Problem description: Word for word, return every record.

Data section:
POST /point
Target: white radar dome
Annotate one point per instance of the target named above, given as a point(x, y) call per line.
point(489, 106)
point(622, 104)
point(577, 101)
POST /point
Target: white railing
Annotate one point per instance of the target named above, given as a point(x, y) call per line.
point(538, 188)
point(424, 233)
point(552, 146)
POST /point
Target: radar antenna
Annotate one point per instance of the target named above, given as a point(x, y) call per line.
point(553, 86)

Result of this exercise:
POST /point
Target: white radar dome
Annotate one point per instance of the target named above, given as a point(x, y) call per line.
point(489, 106)
point(622, 104)
point(577, 101)
POST /point
Target: white railing
Annotate one point per instance of the target named above, given as a point(x, y) call per line.
point(538, 188)
point(424, 233)
point(552, 146)
POST /point
Target: radar antenna
Annotate one point per instance of the target named above, given as a point(x, y) call per line.
point(553, 86)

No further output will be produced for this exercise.